Your goal
Set down, please, the line that contains "point_to SHOULD mark one point per instance of the dryer" and every line that follows it to the end of the records, exactly; do not include pictures.

Input
————————

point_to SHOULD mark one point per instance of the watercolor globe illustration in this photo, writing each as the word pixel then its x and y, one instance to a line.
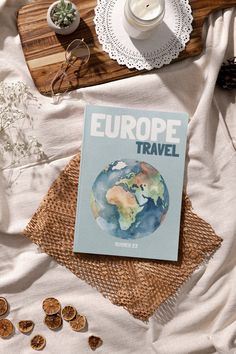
pixel 129 199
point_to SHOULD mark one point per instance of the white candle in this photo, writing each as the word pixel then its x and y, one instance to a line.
pixel 142 16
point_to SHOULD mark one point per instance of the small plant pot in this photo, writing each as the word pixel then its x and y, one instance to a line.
pixel 63 30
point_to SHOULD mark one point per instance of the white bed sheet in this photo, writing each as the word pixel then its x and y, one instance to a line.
pixel 203 320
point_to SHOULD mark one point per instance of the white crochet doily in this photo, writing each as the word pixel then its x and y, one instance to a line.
pixel 165 44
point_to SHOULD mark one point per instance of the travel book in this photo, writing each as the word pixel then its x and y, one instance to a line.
pixel 130 184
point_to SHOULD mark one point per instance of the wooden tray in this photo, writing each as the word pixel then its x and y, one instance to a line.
pixel 44 50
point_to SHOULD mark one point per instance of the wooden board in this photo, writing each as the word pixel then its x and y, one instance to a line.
pixel 44 50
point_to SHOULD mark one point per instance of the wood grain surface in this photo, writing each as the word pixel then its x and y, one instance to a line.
pixel 45 51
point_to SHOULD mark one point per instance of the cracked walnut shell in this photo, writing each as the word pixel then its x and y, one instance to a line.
pixel 25 326
pixel 78 323
pixel 38 342
pixel 51 306
pixel 69 313
pixel 53 321
pixel 94 342
pixel 6 328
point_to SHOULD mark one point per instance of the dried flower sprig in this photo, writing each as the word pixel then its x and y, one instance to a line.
pixel 15 121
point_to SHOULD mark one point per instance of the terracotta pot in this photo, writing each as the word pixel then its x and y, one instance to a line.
pixel 63 30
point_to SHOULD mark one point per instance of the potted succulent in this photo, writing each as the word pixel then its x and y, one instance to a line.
pixel 63 17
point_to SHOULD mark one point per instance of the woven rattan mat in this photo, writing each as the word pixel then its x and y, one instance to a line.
pixel 140 286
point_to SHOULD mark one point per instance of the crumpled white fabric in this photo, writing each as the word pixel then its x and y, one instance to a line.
pixel 203 319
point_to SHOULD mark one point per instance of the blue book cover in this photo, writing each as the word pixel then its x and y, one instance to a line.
pixel 130 184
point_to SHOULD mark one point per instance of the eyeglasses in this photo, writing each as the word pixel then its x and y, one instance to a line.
pixel 77 54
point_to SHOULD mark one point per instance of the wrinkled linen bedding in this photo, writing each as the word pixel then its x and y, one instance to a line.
pixel 202 320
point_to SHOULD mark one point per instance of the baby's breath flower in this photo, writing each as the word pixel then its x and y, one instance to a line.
pixel 15 145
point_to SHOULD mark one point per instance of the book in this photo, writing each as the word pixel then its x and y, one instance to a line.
pixel 130 184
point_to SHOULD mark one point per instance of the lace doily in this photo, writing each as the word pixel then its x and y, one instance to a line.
pixel 164 45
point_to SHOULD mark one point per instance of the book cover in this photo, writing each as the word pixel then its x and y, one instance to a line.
pixel 131 181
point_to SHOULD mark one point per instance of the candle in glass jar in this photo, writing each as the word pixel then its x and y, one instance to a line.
pixel 142 16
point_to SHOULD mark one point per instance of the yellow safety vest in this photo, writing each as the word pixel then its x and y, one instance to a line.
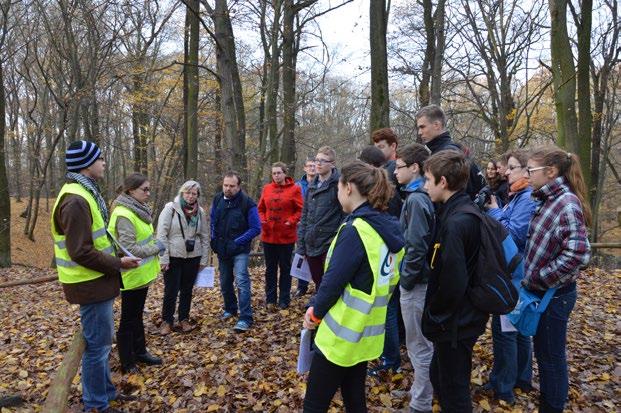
pixel 149 267
pixel 353 329
pixel 69 271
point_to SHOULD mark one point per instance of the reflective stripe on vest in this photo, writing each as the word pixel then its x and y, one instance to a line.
pixel 353 329
pixel 69 271
pixel 149 267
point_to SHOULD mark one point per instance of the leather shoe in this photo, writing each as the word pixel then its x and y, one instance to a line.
pixel 148 359
pixel 130 369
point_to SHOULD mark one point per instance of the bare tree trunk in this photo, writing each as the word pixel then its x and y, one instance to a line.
pixel 190 73
pixel 5 199
pixel 380 111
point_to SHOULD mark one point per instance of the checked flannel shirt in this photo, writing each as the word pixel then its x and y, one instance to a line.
pixel 557 245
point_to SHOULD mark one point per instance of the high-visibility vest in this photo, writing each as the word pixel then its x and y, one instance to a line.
pixel 69 271
pixel 353 329
pixel 149 267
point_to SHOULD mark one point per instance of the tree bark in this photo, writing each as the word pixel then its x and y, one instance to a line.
pixel 378 15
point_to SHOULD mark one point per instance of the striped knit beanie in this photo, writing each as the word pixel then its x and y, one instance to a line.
pixel 81 155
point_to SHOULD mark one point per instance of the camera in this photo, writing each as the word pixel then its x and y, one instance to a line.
pixel 189 245
pixel 483 197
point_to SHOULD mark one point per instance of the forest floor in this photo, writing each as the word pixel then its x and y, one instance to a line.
pixel 215 369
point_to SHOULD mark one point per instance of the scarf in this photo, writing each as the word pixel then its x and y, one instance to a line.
pixel 518 185
pixel 190 211
pixel 91 186
pixel 142 210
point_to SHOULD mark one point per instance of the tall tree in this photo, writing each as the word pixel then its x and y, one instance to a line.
pixel 190 90
pixel 380 111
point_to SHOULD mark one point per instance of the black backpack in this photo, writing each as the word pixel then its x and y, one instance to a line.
pixel 491 290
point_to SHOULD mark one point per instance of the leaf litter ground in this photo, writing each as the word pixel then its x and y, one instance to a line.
pixel 215 369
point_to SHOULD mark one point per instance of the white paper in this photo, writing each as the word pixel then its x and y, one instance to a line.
pixel 205 277
pixel 305 355
pixel 300 269
pixel 505 325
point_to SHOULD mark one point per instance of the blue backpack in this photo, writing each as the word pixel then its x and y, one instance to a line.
pixel 499 267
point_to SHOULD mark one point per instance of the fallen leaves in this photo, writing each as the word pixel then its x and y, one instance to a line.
pixel 215 369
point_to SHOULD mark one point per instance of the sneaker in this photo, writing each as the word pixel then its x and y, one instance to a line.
pixel 241 326
pixel 226 315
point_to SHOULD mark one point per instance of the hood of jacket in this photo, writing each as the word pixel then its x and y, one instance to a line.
pixel 386 225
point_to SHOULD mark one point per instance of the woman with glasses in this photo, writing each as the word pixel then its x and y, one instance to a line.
pixel 131 224
pixel 557 248
pixel 182 228
pixel 512 351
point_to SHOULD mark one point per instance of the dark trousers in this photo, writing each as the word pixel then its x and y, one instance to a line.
pixel 278 256
pixel 325 378
pixel 450 375
pixel 179 280
pixel 315 265
pixel 130 339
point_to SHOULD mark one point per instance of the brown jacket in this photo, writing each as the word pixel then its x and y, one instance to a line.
pixel 73 218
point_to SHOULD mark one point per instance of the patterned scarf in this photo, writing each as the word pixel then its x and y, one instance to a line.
pixel 91 186
pixel 142 210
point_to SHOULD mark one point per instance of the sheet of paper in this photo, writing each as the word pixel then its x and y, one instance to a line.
pixel 305 355
pixel 205 277
pixel 505 325
pixel 300 269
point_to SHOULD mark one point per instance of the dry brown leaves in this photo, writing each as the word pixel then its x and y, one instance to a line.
pixel 215 369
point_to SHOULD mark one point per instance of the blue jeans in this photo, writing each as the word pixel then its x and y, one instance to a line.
pixel 550 342
pixel 512 361
pixel 97 327
pixel 236 268
pixel 391 354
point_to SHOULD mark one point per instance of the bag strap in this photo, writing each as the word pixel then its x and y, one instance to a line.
pixel 546 300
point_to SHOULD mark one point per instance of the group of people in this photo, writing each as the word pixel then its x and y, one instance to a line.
pixel 387 237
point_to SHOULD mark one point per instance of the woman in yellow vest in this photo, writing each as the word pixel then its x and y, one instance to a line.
pixel 131 225
pixel 349 310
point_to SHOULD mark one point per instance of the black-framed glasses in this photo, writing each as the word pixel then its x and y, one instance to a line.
pixel 530 170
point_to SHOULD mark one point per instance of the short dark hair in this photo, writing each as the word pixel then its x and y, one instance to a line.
pixel 414 153
pixel 233 174
pixel 450 164
pixel 433 113
pixel 385 134
pixel 373 156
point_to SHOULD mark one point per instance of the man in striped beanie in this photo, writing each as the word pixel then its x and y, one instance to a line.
pixel 88 267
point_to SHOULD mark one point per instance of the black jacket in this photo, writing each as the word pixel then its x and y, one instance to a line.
pixel 349 263
pixel 476 181
pixel 449 314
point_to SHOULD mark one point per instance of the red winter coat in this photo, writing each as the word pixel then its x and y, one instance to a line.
pixel 280 209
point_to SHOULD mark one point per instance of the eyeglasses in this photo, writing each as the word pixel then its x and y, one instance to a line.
pixel 530 170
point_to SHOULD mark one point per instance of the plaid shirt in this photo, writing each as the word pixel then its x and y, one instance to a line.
pixel 557 245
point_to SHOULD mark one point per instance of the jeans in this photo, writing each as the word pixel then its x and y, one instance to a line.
pixel 325 378
pixel 512 361
pixel 130 339
pixel 450 374
pixel 278 256
pixel 97 327
pixel 420 350
pixel 236 268
pixel 179 280
pixel 316 267
pixel 550 342
pixel 391 355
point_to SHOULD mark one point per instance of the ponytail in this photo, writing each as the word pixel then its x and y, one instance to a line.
pixel 568 165
pixel 370 181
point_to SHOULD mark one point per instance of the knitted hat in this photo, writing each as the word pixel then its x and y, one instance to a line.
pixel 81 155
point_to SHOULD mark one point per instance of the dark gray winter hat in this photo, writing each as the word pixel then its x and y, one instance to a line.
pixel 80 155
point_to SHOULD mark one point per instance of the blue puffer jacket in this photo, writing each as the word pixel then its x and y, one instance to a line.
pixel 516 216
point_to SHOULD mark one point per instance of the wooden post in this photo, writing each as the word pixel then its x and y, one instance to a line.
pixel 58 393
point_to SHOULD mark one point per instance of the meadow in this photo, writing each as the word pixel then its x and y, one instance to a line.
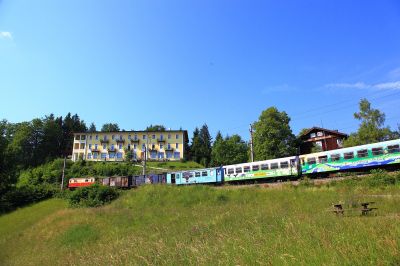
pixel 230 225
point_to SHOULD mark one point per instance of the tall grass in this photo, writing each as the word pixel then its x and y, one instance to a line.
pixel 207 225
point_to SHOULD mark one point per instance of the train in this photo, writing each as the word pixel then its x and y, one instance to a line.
pixel 376 155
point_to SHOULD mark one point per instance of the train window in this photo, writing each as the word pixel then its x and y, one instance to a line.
pixel 348 155
pixel 335 157
pixel 323 159
pixel 393 149
pixel 284 165
pixel 362 153
pixel 274 166
pixel 311 160
pixel 377 151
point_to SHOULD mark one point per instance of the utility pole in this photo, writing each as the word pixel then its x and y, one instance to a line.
pixel 62 178
pixel 251 143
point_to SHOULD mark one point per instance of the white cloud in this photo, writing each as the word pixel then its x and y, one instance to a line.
pixel 394 74
pixel 361 85
pixel 5 35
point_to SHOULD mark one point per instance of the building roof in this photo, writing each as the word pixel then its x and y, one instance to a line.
pixel 133 131
pixel 334 132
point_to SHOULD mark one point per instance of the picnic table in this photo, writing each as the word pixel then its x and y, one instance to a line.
pixel 365 208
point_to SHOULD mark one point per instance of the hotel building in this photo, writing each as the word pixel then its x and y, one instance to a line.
pixel 113 146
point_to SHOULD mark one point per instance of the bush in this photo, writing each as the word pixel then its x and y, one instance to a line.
pixel 93 196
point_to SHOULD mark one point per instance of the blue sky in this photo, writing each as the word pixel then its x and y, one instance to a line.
pixel 185 63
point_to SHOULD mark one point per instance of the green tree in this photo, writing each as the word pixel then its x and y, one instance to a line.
pixel 110 127
pixel 195 147
pixel 231 150
pixel 205 150
pixel 155 128
pixel 273 137
pixel 371 128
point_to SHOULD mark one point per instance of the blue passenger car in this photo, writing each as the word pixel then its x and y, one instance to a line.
pixel 198 176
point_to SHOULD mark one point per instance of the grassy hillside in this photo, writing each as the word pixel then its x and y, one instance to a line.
pixel 207 225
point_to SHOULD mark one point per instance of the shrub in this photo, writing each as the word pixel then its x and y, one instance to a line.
pixel 93 196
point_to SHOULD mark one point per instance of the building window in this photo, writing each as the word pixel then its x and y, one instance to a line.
pixel 335 157
pixel 323 159
pixel 340 143
pixel 284 165
pixel 311 160
pixel 348 155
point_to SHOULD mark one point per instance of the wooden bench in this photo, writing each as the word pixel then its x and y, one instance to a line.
pixel 366 209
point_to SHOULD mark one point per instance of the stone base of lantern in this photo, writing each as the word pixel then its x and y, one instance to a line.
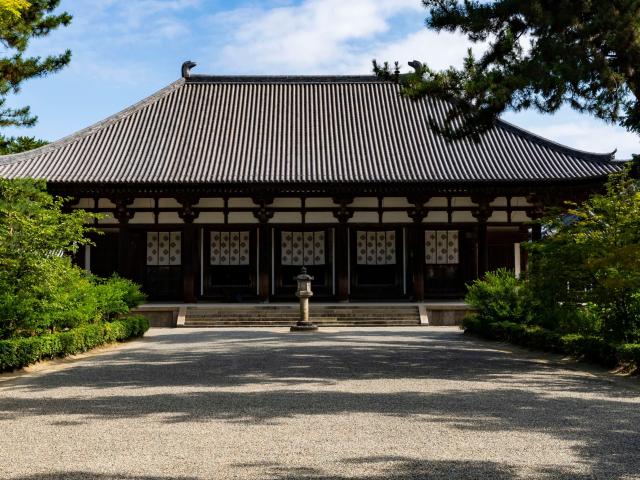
pixel 304 327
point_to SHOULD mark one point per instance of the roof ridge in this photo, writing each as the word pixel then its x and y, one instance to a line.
pixel 64 141
pixel 203 78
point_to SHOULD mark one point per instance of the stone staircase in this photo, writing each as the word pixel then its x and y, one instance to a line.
pixel 369 315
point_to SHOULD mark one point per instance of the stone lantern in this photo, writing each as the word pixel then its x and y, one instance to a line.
pixel 304 293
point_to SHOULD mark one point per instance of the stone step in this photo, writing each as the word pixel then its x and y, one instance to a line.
pixel 288 324
pixel 287 315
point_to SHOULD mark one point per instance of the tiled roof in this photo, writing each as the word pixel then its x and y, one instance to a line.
pixel 294 129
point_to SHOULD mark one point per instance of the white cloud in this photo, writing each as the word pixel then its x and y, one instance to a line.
pixel 317 36
pixel 580 131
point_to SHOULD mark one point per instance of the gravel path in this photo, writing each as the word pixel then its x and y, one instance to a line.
pixel 381 403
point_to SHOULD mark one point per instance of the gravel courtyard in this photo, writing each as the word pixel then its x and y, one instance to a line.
pixel 350 403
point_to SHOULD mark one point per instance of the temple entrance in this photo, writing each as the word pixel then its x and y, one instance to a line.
pixel 295 248
pixel 229 264
pixel 378 271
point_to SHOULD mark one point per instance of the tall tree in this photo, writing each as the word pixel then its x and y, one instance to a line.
pixel 540 54
pixel 19 23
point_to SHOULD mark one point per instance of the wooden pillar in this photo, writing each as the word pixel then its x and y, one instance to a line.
pixel 536 213
pixel 483 249
pixel 189 249
pixel 264 214
pixel 264 262
pixel 123 215
pixel 482 213
pixel 416 258
pixel 343 214
pixel 416 245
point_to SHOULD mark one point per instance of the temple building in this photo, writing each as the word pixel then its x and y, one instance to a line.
pixel 220 188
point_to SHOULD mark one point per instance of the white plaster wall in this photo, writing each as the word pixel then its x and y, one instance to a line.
pixel 168 203
pixel 286 203
pixel 320 217
pixel 319 202
pixel 498 217
pixel 519 217
pixel 287 217
pixel 210 217
pixel 365 217
pixel 499 202
pixel 241 203
pixel 365 202
pixel 437 202
pixel 396 217
pixel 105 203
pixel 242 217
pixel 169 217
pixel 108 219
pixel 210 203
pixel 520 202
pixel 395 202
pixel 462 202
pixel 84 203
pixel 437 217
pixel 463 217
pixel 143 203
pixel 143 217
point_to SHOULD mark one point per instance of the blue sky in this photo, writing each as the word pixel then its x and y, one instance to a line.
pixel 124 50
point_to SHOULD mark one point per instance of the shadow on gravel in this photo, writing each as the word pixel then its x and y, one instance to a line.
pixel 511 393
pixel 95 476
pixel 407 468
pixel 401 468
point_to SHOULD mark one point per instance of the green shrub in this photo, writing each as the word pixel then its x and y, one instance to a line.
pixel 499 297
pixel 20 352
pixel 116 296
pixel 584 347
pixel 629 353
pixel 590 348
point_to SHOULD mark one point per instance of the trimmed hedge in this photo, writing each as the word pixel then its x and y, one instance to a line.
pixel 588 348
pixel 20 352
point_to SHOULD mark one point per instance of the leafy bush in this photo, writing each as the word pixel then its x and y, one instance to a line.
pixel 20 352
pixel 629 353
pixel 116 296
pixel 584 276
pixel 588 348
pixel 499 297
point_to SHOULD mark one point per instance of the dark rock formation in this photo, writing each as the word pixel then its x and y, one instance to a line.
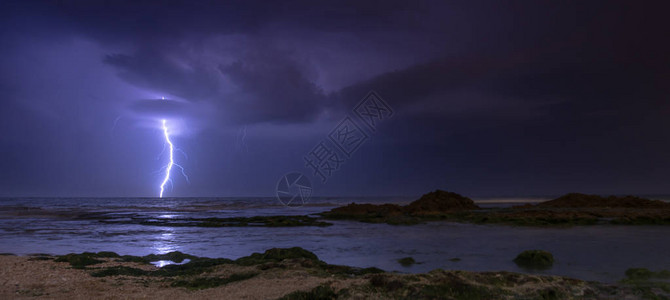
pixel 577 200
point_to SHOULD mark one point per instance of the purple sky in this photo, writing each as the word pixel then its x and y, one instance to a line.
pixel 490 98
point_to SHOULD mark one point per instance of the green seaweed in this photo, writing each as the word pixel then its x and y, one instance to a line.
pixel 321 292
pixel 276 255
pixel 535 259
pixel 210 282
pixel 406 261
pixel 79 261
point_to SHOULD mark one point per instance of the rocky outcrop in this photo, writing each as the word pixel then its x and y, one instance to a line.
pixel 577 200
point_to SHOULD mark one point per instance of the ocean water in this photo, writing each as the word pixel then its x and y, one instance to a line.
pixel 65 225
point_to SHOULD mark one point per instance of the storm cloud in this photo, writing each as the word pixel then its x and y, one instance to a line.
pixel 491 98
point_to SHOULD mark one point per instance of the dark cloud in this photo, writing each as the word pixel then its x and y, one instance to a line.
pixel 517 96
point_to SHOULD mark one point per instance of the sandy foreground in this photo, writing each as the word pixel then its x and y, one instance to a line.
pixel 26 277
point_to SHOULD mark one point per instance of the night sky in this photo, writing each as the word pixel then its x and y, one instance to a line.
pixel 489 98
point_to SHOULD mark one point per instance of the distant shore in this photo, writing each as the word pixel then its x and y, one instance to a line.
pixel 292 273
pixel 568 210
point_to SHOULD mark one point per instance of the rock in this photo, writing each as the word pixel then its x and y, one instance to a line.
pixel 535 259
pixel 577 200
pixel 368 209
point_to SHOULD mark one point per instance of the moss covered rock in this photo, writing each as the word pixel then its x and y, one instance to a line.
pixel 535 259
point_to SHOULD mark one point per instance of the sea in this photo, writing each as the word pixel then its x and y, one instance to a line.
pixel 73 225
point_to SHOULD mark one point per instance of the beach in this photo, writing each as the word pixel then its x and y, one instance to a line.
pixel 451 248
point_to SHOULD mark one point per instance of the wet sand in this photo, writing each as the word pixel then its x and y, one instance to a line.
pixel 24 277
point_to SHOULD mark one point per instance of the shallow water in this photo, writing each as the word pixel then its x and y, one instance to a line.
pixel 59 226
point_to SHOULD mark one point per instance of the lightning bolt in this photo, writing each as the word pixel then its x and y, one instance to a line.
pixel 171 163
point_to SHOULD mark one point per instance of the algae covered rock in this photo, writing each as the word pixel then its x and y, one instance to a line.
pixel 535 259
pixel 406 261
pixel 577 200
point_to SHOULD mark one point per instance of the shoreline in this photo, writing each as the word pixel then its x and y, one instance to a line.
pixel 289 273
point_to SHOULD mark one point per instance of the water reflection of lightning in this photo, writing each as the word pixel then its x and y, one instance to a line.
pixel 171 163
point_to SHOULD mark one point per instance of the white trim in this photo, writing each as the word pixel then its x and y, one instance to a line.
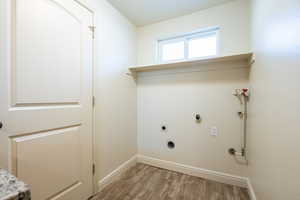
pixel 251 190
pixel 194 171
pixel 116 173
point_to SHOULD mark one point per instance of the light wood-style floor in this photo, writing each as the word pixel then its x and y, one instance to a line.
pixel 144 182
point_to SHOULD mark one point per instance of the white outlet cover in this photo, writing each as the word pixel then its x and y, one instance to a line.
pixel 214 131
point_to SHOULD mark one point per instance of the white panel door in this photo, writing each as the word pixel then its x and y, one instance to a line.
pixel 46 96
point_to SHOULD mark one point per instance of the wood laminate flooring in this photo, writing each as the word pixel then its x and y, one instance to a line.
pixel 144 182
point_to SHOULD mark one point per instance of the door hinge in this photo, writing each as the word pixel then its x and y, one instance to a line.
pixel 94 169
pixel 93 28
pixel 93 101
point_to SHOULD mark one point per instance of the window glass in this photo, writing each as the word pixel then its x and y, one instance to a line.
pixel 173 51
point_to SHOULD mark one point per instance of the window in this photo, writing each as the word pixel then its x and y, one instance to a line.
pixel 189 46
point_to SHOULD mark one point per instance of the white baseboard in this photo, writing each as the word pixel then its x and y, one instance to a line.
pixel 117 173
pixel 194 171
pixel 251 190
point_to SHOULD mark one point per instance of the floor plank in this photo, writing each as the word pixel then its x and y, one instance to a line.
pixel 144 182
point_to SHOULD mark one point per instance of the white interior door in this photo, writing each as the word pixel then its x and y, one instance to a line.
pixel 46 96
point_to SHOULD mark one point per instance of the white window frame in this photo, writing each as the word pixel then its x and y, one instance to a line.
pixel 186 37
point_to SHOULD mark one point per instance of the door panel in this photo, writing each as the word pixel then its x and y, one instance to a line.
pixel 48 48
pixel 46 96
pixel 53 163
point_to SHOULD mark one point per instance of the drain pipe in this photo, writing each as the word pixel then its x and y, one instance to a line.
pixel 243 96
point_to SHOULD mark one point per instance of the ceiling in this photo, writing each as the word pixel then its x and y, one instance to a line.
pixel 144 12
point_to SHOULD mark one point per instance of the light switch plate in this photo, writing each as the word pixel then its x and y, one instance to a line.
pixel 214 131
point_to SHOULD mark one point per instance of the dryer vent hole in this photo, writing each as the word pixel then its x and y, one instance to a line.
pixel 171 145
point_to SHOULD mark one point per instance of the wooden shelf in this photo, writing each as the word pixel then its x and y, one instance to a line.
pixel 246 57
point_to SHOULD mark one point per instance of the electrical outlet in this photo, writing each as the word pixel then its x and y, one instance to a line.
pixel 214 131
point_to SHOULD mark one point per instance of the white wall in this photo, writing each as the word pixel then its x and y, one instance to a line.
pixel 115 92
pixel 232 18
pixel 173 98
pixel 274 106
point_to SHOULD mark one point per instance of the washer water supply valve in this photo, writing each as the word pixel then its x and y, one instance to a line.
pixel 243 97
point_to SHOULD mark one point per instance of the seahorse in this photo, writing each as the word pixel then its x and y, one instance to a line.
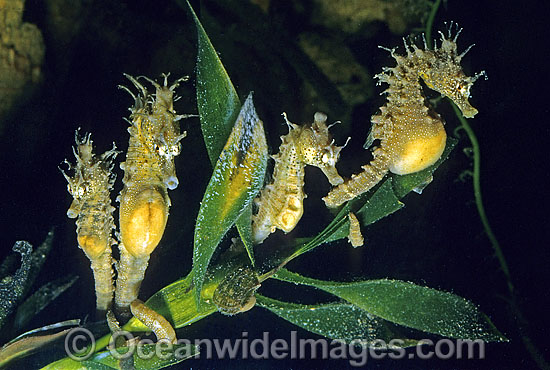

————————

Output for this exercise
point_to SHOULD mark one point per instance of the dryer vent hole in this photo, writing each as the word pixel then its x and y, one instance to a line.
pixel 171 145
point_to SHOULD mark one point per instance of the wooden shelf in this photo, writing each as the word pixel then its x and y, one instance to a line.
pixel 246 57
point_to SHOULD mark one point per instance of the electrical outlet in this photo, writing each as the word pixel then its x and y, one instance to a line.
pixel 214 131
point_to SHOULD mark one point per instance of the white wall in this photo, writing each as the word pixel then its x and y, one instance to a line.
pixel 115 92
pixel 232 18
pixel 173 98
pixel 274 106
point_to SHOULD mark one point per instance of the washer water supply valve in this photo, writing each as the word pixel then its x and y, one instance to a line.
pixel 243 97
point_to SHOULD mark one point per instance of the seahorse in this photo, writing each as the word pixel then its x and y, one instance to a line.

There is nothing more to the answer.